Your objective:
Which lines in the items below contain the word "region"? List each of those lines in full.

/---

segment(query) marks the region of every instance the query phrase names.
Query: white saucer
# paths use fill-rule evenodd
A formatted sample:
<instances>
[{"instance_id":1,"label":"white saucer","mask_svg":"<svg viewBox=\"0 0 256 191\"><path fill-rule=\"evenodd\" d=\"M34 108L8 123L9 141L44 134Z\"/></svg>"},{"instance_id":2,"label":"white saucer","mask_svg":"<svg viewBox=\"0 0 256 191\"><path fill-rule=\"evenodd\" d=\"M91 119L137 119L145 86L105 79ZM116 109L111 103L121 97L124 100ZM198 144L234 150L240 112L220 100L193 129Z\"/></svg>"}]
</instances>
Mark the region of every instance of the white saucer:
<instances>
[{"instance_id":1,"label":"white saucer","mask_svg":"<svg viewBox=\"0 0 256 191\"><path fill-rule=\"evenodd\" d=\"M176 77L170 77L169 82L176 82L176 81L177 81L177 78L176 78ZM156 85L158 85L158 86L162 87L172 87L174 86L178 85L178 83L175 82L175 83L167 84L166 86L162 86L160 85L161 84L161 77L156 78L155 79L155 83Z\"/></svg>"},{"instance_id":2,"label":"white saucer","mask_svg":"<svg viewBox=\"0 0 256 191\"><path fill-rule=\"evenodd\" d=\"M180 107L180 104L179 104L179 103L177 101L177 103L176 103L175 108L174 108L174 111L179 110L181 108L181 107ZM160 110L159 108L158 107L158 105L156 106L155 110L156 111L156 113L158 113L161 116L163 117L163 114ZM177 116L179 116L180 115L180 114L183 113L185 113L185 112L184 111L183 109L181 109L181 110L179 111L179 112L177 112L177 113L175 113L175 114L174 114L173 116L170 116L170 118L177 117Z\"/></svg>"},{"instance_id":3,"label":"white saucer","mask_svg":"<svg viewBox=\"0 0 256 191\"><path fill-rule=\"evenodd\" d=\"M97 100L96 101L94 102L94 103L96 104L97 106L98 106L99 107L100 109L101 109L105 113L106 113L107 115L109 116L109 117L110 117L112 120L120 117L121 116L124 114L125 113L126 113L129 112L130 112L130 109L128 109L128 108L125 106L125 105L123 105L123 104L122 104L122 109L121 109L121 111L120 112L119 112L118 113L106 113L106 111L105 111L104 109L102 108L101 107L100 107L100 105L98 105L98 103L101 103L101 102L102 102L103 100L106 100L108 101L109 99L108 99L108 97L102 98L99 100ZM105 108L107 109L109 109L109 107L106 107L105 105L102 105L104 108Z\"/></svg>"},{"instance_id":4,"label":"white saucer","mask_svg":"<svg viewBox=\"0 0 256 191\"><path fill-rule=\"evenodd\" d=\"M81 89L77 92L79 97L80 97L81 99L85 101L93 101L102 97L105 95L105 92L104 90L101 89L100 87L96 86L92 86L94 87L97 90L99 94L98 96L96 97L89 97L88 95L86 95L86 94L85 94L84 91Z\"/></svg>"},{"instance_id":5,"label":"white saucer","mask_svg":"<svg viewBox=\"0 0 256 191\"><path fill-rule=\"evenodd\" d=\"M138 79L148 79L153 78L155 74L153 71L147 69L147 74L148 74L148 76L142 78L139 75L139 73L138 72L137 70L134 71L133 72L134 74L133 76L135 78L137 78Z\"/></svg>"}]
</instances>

\---

Answer to the exercise:
segment(query) marks the region of every instance the query phrase names.
Mark the region of every instance of the white saucer:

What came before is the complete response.